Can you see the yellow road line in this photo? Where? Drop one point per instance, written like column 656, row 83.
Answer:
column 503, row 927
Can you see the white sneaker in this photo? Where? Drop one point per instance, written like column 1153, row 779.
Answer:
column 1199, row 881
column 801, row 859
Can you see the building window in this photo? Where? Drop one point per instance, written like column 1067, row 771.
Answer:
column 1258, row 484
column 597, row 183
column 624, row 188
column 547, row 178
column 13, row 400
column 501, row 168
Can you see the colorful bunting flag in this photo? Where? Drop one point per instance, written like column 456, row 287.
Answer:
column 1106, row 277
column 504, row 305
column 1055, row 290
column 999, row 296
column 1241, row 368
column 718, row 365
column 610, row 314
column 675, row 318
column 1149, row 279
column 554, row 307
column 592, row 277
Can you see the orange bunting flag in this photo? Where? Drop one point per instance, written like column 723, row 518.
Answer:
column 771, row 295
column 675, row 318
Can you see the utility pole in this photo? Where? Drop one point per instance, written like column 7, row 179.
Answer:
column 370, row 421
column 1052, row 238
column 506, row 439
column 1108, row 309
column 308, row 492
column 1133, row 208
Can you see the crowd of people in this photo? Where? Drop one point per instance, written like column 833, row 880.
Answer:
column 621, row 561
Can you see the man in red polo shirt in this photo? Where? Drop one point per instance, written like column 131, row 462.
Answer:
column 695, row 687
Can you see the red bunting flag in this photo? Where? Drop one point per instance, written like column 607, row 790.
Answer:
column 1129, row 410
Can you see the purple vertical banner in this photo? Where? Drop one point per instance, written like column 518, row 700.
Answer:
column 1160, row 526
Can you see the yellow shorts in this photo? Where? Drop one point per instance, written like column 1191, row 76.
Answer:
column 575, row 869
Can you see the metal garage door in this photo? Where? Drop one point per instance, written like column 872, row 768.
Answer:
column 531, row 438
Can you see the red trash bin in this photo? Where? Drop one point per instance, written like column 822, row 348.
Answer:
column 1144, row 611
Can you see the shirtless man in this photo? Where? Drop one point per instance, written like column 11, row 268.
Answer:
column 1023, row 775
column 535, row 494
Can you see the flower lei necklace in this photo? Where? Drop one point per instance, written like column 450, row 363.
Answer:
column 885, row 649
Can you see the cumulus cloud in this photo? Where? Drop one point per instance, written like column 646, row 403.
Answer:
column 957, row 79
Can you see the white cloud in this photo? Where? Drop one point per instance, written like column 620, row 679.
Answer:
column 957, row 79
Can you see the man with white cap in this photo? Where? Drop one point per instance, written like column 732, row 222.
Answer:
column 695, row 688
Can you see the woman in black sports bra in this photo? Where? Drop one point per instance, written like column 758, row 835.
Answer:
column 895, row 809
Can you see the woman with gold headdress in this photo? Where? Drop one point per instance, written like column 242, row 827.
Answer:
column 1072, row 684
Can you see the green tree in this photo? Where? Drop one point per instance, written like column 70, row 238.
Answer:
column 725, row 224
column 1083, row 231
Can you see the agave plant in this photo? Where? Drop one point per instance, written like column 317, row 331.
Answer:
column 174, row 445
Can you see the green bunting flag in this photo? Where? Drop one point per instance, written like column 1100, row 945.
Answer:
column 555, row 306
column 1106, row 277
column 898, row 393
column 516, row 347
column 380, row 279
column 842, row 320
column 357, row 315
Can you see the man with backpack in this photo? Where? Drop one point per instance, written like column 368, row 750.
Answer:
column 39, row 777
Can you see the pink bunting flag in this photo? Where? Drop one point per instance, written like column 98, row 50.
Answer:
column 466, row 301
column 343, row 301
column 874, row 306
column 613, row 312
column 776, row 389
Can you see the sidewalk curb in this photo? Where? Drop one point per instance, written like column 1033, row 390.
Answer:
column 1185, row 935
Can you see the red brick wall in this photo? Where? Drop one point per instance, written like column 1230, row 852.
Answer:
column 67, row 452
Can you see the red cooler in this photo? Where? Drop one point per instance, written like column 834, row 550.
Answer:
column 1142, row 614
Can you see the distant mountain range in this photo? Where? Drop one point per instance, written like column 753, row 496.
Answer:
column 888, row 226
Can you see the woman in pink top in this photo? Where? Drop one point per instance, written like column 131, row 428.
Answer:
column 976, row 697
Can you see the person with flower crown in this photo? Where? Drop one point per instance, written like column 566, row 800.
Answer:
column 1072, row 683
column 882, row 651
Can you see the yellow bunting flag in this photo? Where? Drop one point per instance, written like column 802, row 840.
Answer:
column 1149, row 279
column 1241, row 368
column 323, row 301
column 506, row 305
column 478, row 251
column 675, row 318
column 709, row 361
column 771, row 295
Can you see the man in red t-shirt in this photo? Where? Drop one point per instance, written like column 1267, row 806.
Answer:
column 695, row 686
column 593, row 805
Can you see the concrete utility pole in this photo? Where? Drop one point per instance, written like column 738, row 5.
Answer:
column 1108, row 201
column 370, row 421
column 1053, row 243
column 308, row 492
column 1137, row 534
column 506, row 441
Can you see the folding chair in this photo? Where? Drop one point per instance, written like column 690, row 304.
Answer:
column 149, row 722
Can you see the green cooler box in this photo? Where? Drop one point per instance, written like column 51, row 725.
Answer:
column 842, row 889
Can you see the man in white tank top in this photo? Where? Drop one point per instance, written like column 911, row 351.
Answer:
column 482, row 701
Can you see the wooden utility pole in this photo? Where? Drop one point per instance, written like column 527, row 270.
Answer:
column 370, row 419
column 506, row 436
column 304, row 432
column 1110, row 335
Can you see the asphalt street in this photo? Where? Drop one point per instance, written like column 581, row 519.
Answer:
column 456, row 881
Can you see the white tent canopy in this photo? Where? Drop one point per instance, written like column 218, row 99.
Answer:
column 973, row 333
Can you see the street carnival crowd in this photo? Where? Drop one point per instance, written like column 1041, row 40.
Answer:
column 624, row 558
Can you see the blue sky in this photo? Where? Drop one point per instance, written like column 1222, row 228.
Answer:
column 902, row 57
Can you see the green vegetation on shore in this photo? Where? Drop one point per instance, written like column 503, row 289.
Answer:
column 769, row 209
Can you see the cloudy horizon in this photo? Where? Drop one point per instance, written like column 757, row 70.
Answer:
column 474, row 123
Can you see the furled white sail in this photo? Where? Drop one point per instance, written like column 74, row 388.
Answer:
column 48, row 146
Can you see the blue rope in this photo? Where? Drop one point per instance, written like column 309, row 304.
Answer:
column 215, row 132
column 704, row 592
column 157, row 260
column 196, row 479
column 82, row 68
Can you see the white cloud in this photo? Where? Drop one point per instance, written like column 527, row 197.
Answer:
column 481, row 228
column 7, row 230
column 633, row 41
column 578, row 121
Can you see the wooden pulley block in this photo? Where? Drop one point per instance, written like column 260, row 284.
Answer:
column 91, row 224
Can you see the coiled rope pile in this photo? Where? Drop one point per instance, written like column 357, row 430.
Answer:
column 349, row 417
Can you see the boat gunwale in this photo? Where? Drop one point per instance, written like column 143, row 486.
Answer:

(What you are asked to do) Please update the records from the line with "Can you see the green cooler" up to and including the line with "column 474, row 123" by changing every "instance" to "occurrence" and leaving everything else unchanged. Give back only those lines.

(The completed task)
Can you see the green cooler box in this photo? Where? Drop one point per occurrence, written like column 51, row 725.
Answer:
column 842, row 889
Can you see the man in white tank top in this photo? Where? Drop one point per occurrence, written like column 911, row 351.
Answer:
column 482, row 701
Can you see the wooden utility pole in this photo? Where? Drop one point per occurrence, written like column 527, row 270.
Answer:
column 370, row 419
column 506, row 436
column 304, row 432
column 1110, row 335
Can you see the asphalt street in this photo? Where? Drop one point per occurrence, written like column 581, row 519.
Answer:
column 456, row 881
Can you see the white tent canopy in this photo? Where? Drop one point per occurrence, written like column 218, row 99.
Answer:
column 973, row 333
Can you see the street carnival crowd in this photo? Where? Drop one point per occurrence, written like column 1041, row 40.
Answer:
column 624, row 558
Can you see the blue sky in this photo? Where? Drop one point per occurrence, written like column 1222, row 228.
Answer:
column 902, row 57
Can you see the green vegetation on shore in this photo? Where? Drop one point per occurrence, written like column 503, row 289.
Answer:
column 769, row 209
Can you see the cloudy horizon in this photo? Where? Drop one point per occurrence, written like column 757, row 70.
Answer:
column 474, row 123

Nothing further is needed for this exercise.